# start of Data to use

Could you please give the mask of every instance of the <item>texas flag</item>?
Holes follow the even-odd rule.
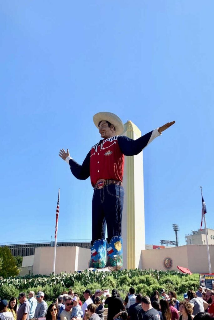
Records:
[[[113,252],[114,252],[114,250],[112,249],[112,247],[109,247],[109,248],[107,248],[107,253],[108,254],[111,254],[111,253],[112,253]]]
[[[94,249],[93,250],[91,250],[91,254],[93,257],[94,256],[96,256],[96,254],[97,254],[97,252],[96,251],[96,249]]]
[[[204,215],[207,212],[207,208],[205,202],[204,200],[204,198],[202,195],[202,190],[201,190],[201,198],[202,198],[202,210],[201,212],[201,228],[202,227],[202,223],[203,222],[203,219]]]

# end of Data to use

- Task details:
Please rewrite all of the data above as a two-column CSV headed "text" and "answer", with one row for each text and its answer. Put each value in a single quoted field, replace line breaks with spaces, and leave the pictures out.

- Correct response:
text,answer
"Could you please give the mask of every instance of the <item>texas flag</item>? Holes follow the even-odd rule. Records:","[[[113,252],[114,252],[114,250],[112,249],[112,247],[109,247],[109,248],[107,248],[107,253],[108,254],[111,254],[111,253],[112,253]]] [[[94,249],[93,250],[91,250],[91,254],[93,257],[94,256],[96,256],[96,254],[97,254],[97,252],[96,251],[96,249]]] [[[204,215],[207,212],[207,208],[205,202],[204,200],[204,198],[202,195],[202,190],[201,190],[201,198],[202,198],[202,210],[201,212],[201,228],[202,227],[202,223],[203,222],[203,219]]]"